───── Dataset excerpts
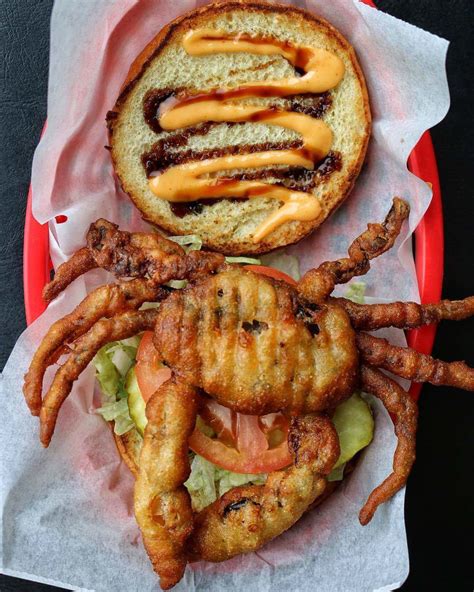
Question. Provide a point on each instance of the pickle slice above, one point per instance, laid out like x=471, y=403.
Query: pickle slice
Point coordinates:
x=355, y=427
x=136, y=404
──────────
> _Work required_:
Can you reproduce the listing above line for line, requests included, with every point coordinate in the answers adjusted by -34? Omit the pictures.

> _Task response_:
Question. Provide a point on each instance of the pickle slice above, one point per instance, laid out like x=471, y=403.
Query: pickle slice
Point coordinates:
x=321, y=393
x=102, y=370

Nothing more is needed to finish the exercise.